#### Exercise
The entries below are to be duplicated exactly, with nothing left out.
Supplied records: Begin
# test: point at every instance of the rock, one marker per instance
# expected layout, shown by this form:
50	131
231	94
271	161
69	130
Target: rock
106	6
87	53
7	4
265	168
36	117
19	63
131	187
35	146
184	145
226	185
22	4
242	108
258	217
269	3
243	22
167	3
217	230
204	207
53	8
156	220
Supplied records: End
#### Exercise result
# test: point at every instance of the rock, one marker per instance
# expected layout, shown by this form:
50	131
231	94
271	161
69	130
Target: rock
106	6
87	53
7	4
265	168
36	117
19	63
131	187
35	146
184	145
226	185
22	4
242	108
258	217
269	3
243	22
167	3
217	230
204	207
53	8
156	220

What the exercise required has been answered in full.